## [MATERIAL]
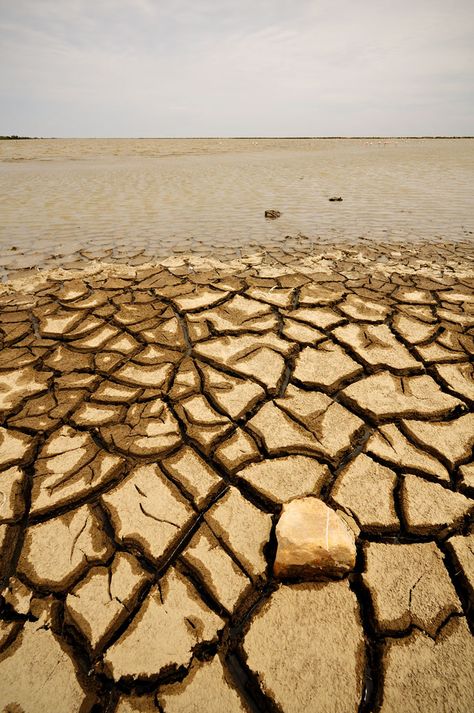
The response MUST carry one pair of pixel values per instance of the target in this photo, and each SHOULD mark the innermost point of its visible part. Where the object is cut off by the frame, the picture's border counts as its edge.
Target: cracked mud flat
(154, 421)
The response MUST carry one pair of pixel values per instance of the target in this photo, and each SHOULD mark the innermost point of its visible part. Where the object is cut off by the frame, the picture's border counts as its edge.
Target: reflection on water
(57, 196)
--
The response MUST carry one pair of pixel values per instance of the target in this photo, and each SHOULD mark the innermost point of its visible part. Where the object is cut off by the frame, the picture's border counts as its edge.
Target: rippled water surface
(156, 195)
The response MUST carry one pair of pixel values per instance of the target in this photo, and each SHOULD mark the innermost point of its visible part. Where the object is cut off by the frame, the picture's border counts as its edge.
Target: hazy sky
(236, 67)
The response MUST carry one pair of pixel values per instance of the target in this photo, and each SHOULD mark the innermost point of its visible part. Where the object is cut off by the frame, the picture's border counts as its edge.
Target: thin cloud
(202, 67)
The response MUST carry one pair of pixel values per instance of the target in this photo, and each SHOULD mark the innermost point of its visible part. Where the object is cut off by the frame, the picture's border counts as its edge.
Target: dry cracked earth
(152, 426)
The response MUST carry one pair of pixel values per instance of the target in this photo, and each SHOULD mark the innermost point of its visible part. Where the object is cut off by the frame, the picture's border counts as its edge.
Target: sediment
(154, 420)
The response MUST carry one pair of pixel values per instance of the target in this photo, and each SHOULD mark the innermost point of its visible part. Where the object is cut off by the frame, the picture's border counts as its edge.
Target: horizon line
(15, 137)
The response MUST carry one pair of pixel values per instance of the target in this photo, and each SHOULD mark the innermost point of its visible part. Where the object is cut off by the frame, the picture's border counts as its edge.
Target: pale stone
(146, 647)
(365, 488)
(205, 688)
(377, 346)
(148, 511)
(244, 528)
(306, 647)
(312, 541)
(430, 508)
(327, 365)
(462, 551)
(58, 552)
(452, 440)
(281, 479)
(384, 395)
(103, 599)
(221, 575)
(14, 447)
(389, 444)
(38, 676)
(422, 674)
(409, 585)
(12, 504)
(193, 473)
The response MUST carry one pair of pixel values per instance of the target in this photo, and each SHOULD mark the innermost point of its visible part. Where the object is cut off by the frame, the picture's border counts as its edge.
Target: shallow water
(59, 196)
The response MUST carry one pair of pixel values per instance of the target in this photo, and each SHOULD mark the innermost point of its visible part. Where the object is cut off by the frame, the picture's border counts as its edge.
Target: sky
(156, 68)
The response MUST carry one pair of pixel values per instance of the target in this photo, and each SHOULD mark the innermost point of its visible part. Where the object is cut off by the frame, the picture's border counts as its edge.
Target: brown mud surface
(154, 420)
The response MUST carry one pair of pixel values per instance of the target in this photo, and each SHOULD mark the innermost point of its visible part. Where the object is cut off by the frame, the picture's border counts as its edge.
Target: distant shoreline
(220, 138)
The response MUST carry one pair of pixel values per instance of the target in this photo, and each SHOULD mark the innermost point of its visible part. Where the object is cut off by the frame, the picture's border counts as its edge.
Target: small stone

## [EXERCISE AIM]
Which lines in the data above contain the string "stone", matching case exactly? Copy out each one.

## [RIGHT ANSWER]
Target: pale stone
Target: small stone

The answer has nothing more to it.